### Selected extract:
For same-sex couples, domestic partnership just isn’t the same
Sacramento, Calif. ? Yes, tying the knot gave them a huge emotional lift. But getting married also made practical sense to Paul Curtis and Ray Allen.
Marriage means more than just a ceremony and a certificate, according to legal specialists. It gives couples both gay and straight numerous rights and protections, having to do with everything from parenting to health care.
“It’s about being equal in the eyes of the law as well as culturally,” said Curtis, of Sacramento, who married his longtime partner in September, during a brief window of opportunity for gay couples in California.
The California Supreme Court last month upheld Proposition 8, which defines marriage as between a man and a woman, but it left the marriages of 18,000 gay couples intact.
Proponents of gay marriage have vowed to put the issue before voters again, possibly as early as next year.
‘Huge psychic difference’
California’s domestic partnership law already confers most of the same legal rights on gay couples as heterosexual married people, said professor Lawrence Levine of the McGeorge School of Law. Still, he said, marriage opens doors that domestic partnership does not.
“There is a shared understanding of what the word ‘marriage’ means in our culture,” Levine said. “There is a huge psychic difference between that word and the phrase ‘domestic partnership.'”
Even though the latter has legal heft in California, many people are unfamiliar with it, and as a result domestic partners may be denied their rights, Levine said.
“You either have to trust that people know what it means, or carry around the paperwork that proves your legal status,” he said.
Partnership ‘not as good’
Wendy Rae Hill of Sacramento and a previous girlfriend of seven years were registered domestic partners, but not everyone took their status seriously, Hill said.
“We got some protections,” she said, including the right of her partner to share Hill’s insurance benefits and the legal right to jointly parent two daughters. “But it definitely was not like being married. People didn’t really understand it.”
Hill, 34, and her partner of about a year, Carrie Tedrick, 31, live together in North Natomas and want to get married someday. “I have dreamed of a wedding my whole life,” Hill said. “But I don’t want to do it until it is fair, safe and available to everyone.”
Jenny Pizer, marriage project director for Lamda Legal, said domestic partnership is “viewed as different, and not as good” by the general public.

### Listed entries:
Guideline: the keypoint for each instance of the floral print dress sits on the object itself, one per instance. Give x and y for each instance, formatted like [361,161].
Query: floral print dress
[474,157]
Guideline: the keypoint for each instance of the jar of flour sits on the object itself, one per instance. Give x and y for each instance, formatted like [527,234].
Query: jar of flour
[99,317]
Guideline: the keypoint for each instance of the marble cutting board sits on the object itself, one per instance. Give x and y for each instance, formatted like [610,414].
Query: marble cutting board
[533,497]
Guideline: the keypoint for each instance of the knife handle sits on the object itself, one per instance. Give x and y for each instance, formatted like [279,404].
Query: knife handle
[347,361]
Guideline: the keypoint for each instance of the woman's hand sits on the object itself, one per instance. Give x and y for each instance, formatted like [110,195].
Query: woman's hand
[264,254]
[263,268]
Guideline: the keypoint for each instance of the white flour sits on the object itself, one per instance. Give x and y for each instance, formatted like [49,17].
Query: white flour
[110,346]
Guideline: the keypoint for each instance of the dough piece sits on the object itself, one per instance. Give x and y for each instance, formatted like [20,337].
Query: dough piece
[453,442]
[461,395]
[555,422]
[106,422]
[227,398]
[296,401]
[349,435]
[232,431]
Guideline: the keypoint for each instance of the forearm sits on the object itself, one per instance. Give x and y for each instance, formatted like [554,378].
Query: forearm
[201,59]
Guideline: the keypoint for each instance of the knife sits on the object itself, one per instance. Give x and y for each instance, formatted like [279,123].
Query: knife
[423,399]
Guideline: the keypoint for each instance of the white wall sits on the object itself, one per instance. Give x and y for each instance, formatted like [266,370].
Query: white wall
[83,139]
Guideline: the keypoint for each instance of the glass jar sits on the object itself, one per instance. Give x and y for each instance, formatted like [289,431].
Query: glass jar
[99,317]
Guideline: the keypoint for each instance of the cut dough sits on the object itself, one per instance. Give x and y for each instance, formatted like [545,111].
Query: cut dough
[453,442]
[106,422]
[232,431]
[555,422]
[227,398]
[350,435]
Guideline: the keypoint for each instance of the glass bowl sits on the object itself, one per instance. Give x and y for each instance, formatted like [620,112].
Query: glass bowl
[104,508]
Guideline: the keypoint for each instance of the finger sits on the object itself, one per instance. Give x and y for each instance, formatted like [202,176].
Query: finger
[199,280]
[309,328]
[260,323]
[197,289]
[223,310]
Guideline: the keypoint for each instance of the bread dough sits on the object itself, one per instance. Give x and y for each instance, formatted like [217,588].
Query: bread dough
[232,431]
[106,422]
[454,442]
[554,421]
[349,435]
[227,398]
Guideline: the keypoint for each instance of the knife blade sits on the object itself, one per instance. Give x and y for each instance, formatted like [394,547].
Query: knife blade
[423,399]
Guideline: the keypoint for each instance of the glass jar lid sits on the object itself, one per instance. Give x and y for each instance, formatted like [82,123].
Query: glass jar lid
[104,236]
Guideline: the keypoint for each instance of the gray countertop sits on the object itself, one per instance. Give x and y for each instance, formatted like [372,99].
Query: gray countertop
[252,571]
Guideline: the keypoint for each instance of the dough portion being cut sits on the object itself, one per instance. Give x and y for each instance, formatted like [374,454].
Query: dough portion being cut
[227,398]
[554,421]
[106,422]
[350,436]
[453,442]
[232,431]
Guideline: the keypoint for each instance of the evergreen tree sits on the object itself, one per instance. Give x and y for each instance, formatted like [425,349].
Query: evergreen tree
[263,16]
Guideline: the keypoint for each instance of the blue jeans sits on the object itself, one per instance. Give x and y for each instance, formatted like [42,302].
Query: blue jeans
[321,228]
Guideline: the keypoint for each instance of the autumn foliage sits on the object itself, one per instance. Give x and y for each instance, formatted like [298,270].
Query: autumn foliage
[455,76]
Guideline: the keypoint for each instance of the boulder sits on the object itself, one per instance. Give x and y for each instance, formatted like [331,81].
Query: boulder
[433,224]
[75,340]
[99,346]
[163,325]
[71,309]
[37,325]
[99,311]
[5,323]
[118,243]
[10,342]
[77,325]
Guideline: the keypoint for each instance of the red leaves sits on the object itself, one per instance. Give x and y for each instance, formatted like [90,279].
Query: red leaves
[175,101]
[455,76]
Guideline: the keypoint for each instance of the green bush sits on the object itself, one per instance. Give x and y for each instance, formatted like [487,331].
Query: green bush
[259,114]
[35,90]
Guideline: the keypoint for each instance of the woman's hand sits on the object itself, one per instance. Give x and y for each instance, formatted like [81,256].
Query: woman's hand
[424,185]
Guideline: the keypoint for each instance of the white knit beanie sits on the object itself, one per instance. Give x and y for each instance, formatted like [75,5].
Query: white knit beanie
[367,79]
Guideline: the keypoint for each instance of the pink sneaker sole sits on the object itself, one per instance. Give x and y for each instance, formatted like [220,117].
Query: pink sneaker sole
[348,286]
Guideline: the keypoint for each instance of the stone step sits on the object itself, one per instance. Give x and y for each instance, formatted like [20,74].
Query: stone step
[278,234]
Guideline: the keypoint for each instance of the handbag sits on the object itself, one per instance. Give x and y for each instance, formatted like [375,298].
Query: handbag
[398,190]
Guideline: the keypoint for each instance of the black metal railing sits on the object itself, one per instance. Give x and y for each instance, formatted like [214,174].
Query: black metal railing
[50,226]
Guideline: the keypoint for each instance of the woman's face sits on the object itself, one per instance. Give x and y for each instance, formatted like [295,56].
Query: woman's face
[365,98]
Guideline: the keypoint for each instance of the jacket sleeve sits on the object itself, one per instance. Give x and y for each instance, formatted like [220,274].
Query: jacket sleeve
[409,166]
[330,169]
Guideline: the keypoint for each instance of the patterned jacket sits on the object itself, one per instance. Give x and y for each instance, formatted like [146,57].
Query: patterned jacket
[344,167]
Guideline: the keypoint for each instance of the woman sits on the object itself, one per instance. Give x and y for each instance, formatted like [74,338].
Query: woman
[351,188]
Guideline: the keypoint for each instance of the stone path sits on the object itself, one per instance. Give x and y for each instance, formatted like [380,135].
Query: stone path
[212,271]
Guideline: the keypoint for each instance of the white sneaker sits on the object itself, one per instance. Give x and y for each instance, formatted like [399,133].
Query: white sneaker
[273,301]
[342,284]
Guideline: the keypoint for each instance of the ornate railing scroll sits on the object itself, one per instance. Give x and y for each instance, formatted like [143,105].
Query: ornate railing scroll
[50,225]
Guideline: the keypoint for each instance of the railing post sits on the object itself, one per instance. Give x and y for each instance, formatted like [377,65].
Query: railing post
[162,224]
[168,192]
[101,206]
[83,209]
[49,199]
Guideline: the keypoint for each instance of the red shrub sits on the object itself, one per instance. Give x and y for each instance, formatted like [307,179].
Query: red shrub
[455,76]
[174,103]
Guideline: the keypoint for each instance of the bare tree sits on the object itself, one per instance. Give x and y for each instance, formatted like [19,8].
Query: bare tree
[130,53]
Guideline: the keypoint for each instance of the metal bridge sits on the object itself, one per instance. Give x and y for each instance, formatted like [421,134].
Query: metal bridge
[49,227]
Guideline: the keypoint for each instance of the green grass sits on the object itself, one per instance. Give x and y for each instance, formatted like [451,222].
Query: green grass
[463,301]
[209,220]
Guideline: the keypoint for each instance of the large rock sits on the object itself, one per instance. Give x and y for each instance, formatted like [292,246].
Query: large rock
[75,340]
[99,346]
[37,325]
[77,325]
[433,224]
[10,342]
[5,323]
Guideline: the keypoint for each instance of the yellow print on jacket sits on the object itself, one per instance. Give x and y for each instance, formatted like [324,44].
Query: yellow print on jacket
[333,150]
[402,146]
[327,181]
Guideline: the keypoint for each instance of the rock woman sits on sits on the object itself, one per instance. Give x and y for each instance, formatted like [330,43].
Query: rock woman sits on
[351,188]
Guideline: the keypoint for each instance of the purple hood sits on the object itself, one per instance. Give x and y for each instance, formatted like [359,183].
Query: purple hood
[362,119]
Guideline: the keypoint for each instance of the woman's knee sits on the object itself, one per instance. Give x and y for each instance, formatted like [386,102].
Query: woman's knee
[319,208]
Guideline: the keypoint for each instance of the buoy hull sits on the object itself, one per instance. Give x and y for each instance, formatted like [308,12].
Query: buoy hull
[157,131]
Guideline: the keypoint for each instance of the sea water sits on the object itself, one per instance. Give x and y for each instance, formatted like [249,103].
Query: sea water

### Brief:
Answer these questions from the article on same-sex couples and domestic partnership:
(a) How many gay couples' marriages were left intact when the California Supreme Court upheld Proposition 8?
(b) At which law school is Lawrence Levine a professor?
(c) Where do Wendy Rae Hill and Carrie Tedrick live together?

### Exercise response:
(a) 18,000
(b) The McGeorge School of Law
(c) North Natomas